**Problem**
What follows is a block of records; restate each one word for word.

BEGIN Data excerpts

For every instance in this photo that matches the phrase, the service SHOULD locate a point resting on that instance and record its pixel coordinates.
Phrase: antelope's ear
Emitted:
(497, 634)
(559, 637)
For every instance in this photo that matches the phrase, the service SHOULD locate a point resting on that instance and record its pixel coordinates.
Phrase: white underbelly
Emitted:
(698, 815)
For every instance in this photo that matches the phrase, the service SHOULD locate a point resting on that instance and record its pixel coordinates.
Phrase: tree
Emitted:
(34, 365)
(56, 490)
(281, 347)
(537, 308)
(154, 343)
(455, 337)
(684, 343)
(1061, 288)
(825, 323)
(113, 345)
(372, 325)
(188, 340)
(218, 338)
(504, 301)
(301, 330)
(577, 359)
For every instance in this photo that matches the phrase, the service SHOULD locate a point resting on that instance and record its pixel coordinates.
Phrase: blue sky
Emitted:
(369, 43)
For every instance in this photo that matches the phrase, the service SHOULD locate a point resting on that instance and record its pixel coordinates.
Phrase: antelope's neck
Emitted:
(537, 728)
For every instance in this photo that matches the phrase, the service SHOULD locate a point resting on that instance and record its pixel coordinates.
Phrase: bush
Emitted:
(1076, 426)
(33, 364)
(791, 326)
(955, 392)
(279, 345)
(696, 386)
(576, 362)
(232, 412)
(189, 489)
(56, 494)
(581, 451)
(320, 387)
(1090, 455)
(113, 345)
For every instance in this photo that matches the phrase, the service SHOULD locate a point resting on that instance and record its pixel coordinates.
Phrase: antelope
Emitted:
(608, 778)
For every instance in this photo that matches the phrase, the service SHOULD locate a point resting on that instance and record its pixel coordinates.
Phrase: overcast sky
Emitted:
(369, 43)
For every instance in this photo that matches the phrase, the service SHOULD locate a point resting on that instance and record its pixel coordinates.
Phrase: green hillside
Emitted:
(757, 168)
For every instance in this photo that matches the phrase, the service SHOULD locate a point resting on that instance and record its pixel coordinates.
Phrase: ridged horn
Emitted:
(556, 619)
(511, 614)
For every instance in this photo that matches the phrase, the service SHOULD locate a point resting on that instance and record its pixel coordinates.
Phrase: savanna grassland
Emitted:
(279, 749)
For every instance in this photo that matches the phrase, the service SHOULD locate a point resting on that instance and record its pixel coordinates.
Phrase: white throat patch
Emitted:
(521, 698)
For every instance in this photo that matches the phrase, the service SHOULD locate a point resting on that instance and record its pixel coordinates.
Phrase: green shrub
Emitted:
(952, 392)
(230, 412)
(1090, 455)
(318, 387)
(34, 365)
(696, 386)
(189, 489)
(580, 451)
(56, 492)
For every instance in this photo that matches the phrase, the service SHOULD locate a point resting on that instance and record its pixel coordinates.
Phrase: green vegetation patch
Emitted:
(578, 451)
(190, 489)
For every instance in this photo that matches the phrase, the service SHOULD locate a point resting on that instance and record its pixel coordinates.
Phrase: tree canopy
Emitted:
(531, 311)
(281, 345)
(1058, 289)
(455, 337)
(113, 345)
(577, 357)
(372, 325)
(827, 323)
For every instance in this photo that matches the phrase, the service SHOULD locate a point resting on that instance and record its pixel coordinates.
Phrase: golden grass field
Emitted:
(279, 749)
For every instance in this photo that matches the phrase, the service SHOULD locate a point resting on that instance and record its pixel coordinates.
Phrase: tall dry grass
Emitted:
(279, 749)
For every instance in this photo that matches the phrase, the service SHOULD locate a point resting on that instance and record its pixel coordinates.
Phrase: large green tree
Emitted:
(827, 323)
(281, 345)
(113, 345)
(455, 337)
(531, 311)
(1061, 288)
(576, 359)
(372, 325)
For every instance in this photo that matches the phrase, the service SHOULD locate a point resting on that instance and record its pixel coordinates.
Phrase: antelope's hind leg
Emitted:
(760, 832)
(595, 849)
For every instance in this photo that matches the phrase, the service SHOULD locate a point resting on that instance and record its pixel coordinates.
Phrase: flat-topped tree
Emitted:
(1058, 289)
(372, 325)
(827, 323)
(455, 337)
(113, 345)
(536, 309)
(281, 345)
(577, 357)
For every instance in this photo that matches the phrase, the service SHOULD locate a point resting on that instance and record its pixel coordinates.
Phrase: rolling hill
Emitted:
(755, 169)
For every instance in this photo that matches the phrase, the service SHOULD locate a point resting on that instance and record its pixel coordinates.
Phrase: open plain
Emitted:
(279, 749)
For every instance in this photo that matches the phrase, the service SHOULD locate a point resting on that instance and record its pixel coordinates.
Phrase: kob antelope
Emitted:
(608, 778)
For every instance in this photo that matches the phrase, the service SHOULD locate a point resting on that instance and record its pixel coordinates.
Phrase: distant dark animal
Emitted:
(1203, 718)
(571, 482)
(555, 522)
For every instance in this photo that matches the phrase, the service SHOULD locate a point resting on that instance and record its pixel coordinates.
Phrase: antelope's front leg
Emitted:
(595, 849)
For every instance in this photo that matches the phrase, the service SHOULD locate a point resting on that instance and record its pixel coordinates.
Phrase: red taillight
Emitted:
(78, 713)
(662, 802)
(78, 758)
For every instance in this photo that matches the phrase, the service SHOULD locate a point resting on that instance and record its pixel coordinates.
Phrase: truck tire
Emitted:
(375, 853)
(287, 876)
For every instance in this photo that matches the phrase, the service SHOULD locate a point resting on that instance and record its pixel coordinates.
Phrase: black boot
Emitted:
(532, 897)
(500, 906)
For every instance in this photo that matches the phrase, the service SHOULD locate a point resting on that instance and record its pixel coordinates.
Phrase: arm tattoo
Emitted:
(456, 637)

END Data excerpts

**Expected output**
For every instance in this photo that matches the phrase, the service SHOULD locate a point resting on that instance and record its pixel coordinates.
Phrase: antelope's ear
Emitted:
(497, 634)
(559, 637)
For every instance in this photo that matches the phrase, the service SHOULD locate a point resting on that instance and record its pixel coordinates.
Phrase: white underbelly
Emitted:
(698, 815)
For every instance in this photo that matches the phrase, the service SHOULD locate a point resting on that instance and record its pixel coordinates.
Phrase: tree
Emitted:
(34, 365)
(56, 490)
(281, 347)
(537, 308)
(154, 343)
(455, 337)
(684, 343)
(1061, 288)
(825, 323)
(113, 345)
(372, 325)
(188, 340)
(218, 338)
(504, 301)
(301, 330)
(577, 359)
For every instance in this photo that matches the phrase, the service SHOULD locate a point resting on that instance and record its pixel coordinates.
Phrase: blue sky
Emitted:
(369, 43)
For every instance in this photo that matches the phrase, the service SHOULD locate a point resting on that instance and record its pixel coordinates.
Phrase: antelope's neck
Emitted:
(537, 728)
For every instance in this photo that matches the phrase, the service SHOULD locate a point resting on that instance and record its pixel coordinates.
Phrase: bush
Emitted:
(1076, 426)
(33, 364)
(791, 326)
(955, 392)
(279, 345)
(696, 386)
(576, 362)
(232, 412)
(189, 489)
(56, 494)
(581, 451)
(320, 387)
(1090, 455)
(113, 345)
For every instance in this photo that matches the phrase, the service SHOULD locate a point resting on that instance and record its pixel coordinates.
Phrase: antelope
Emitted:
(608, 778)
For every instance in this photo that matches the phrase, the service SHOULD locate a point resting on that instance and record its pixel coordinates.
Phrase: overcast sky
Emitted:
(369, 43)
For every instance in this photo that matches the phrase, the service SHOULD locate a point resting on that instance and record its pixel coordinates.
Phrase: green hillside
Emitted:
(757, 168)
For every instance in this photo that matches the phrase, the service SHOULD locate a point resting on that instance and record its pixel coordinates.
Phrase: ridged horn
Emitted:
(556, 619)
(511, 614)
For every instance in this photo that matches the phrase, the service SHOULD locate a point resting on that instance and record its pixel coordinates.
Phrase: savanna grassland
Emitted:
(279, 749)
For every instance in this photo that matches the phrase, the service SHOULD locate a point resting on that instance and record its pixel coordinates.
Phrase: white throat patch
Emitted:
(521, 698)
For every instance in this photo that matches the phrase, the service SHOULD locate a point resting on that instance and record its pixel coordinates.
Phrase: green shrub
Emitted:
(952, 392)
(230, 412)
(1090, 455)
(318, 387)
(34, 365)
(696, 386)
(189, 489)
(580, 451)
(56, 492)
For every instance in this photo that matches the phrase, the service SHOULD locate a point resting on that instance and record its pixel coordinates.
Phrase: green vegetation patch
Emitted:
(578, 451)
(190, 489)
For every instance in this photo that matches the phrase, the service SHOULD locate a point resting on that instance and record its pixel coordinates.
Phrase: tree canopy
Emitted:
(531, 311)
(281, 345)
(1058, 289)
(455, 337)
(113, 345)
(577, 357)
(372, 325)
(827, 323)
For every instance in this photo that matches the phrase, the service SHOULD locate a point resting on that instance and record its pixel coordinates.
Phrase: golden grass field
Emitted:
(279, 749)
For every instance in this photo that matches the phrase, the service SHOULD locate a point resting on that instance and record its pixel coordinates.
Phrase: tall dry grass
Emitted:
(279, 749)
For every instance in this photo that matches the phrase, the service SHOULD locate a point resting on that instance and record its pixel coordinates.
Phrase: large green tree
Emitted:
(827, 323)
(281, 345)
(113, 345)
(455, 337)
(531, 311)
(1061, 288)
(576, 359)
(372, 325)
For every instance in this photo that matches the phrase, the service SHOULD locate a point resting on that instance and record its pixel coordinates.
Phrase: antelope's hind leg
Emitted:
(760, 832)
(595, 849)
For every instance in this photo that matches the phrase, the service SHOULD locate a point resting on that instance and record its pixel coordinates.
Phrase: flat-topped tree
Emitted:
(1058, 289)
(372, 325)
(827, 323)
(455, 337)
(113, 345)
(536, 309)
(281, 345)
(577, 357)
For every instance in this photo that matches the phrase, the service SHOULD locate a point resting on that instance and record its pixel coordinates.
Phrase: rolling hill
Emitted:
(755, 169)
For every instance in this photo that matches the phrase, the service SHOULD locate a point resting on that instance and record its pixel coordinates.
Phrase: open plain
Emitted:
(279, 749)
For every instance in this photo that matches the phrase, the service SHOULD locate a point resting on that instance and record its pixel coordinates.
Phrase: kob antelope
Emitted:
(608, 778)
For every instance in this photo that matches the phrase, the service SHOULD locate a point resting on that instance and record its pixel coordinates.
Phrase: distant dark animal
Emitted:
(1203, 718)
(571, 482)
(555, 522)
For every instance in this photo that matches the phrase, the service SHOULD locate a point resting on that instance and record its pixel coordinates.
Phrase: antelope's front leg
Emitted:
(595, 849)
For every instance in this photo that matches the phrase, the service SHOULD locate a point resting on that instance and record its pixel coordinates.
Phrase: red taillight
Emitted:
(78, 713)
(662, 802)
(78, 758)
For every instance in this photo that matches the phrase, the service SHOULD locate a point resting on that instance and record its pixel coordinates.
Phrase: truck tire
Emitted:
(375, 853)
(287, 876)
For every instance in this photo that matches the phrase, the service SHOULD locate a point resting on that instance and record its pixel coordinates.
Phrase: black boot
Emitted:
(532, 897)
(500, 906)
For every instance in this photo that matches the phrase, the service SHOULD locate a point resting on that instance and record its pixel coordinates.
Phrase: arm tattoo
Emitted:
(456, 637)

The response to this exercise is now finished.